──────── Provided text

The preemptive ordinance would outlaw license plate readers, red light cameras, and drones.

An ordinance before the city council of Iowa City, Iowa, would prohibit automated machines from issuing tickets without a human police officer present. Last night, the bill passed the first of three steps needed to become law.

The ordinance got its start as a petition against red light cameras, which automatically record the license plates of cars driving through red lights and then send fines to the car owner. Red light cameras have flaws: They can't check the license of the driver, and sometimes they catch legal right turns on red as well. Studies on the effectiveness of red light cameras in reducing accidents are tepidly in favor. But safety concerns aren't really the main objection people have to red light cameras.

Really, it's about fear of robots.

The Iowa City ordinance would also prohibit law enforcement from using license plate-reading devices, or any domestic drone system, to enforce traffic law violations, unless there is an officer present. This would end red light cameras, which work by monitoring intersections continuously and automatically mailing fines to violators.

License plate readers work similarly, and can be integrated into a system where they detect and fine "scofflaws," as this licence plate-reading device manufacturer advertises. Drones, at least ones used to enforce parking violations, would end up much like police dogs, as an extra sensing platform brought out for specific reasons, rather than an ambient and autonomous apparatus on patrol.

────────────────
──────── Information provided

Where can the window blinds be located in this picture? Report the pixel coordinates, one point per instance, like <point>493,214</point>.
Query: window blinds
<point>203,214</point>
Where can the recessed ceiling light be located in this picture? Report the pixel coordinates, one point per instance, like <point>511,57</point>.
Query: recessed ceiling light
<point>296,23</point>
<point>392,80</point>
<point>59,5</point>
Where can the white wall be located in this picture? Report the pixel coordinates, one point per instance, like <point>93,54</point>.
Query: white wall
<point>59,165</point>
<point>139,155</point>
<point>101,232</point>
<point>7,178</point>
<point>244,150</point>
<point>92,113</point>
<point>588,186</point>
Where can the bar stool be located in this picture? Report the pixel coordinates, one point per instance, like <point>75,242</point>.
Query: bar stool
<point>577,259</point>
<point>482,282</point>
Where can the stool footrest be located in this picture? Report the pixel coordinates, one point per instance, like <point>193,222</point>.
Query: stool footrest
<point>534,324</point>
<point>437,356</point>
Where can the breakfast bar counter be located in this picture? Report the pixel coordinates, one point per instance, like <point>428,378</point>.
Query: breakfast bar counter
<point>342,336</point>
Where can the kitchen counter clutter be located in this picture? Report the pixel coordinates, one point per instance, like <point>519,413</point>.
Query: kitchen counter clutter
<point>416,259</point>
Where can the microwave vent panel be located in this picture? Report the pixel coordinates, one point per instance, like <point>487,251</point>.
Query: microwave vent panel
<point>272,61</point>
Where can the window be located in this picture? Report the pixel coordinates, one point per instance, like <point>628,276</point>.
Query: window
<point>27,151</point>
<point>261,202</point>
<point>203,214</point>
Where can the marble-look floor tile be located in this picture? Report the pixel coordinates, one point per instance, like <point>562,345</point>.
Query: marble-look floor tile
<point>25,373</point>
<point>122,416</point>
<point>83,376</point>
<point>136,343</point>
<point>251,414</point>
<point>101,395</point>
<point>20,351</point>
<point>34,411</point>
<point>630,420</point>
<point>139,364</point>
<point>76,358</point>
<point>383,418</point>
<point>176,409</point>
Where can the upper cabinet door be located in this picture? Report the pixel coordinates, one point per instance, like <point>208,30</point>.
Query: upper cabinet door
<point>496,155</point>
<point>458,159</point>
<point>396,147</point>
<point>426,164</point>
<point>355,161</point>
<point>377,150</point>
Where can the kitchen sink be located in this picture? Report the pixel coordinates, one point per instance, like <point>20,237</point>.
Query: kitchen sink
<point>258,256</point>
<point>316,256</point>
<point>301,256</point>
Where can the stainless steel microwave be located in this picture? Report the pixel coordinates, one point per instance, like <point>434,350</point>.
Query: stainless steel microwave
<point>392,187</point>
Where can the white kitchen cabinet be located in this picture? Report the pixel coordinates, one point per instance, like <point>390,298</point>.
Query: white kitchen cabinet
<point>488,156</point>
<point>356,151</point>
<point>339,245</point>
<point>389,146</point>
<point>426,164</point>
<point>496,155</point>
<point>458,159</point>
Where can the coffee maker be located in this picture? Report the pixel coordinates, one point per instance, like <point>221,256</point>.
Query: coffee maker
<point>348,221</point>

────────────────

▶ _What this exercise asks_:
[1] Return the part of the article on the Iowa City ordinance from "The Iowa City" to "apparatus on patrol.".
[2] According to the article on the Iowa City ordinance, how did the ordinance get its start?
The listing comes from a separate source, not from the article on the Iowa City ordinance.

▶ _Your written answers_:
[1]
The Iowa City ordinance would also prohibit law enforcement from using license plate-reading devices, or any domestic drone system, to enforce traffic law violations, unless there is an officer present. This would end red light cameras, which work by monitoring intersections continuously and automatically mailing fines to violators.

License plate readers work similarly, and can be integrated into a system where they detect and fine "scofflaws," as this licence plate-reading device manufacturer advertises. Drones, at least ones used to enforce parking violations, would end up much like police dogs, as an extra sensing platform brought out for specific reasons, rather than an ambient and autonomous apparatus on patrol.

[2] As a petition against red light cameras.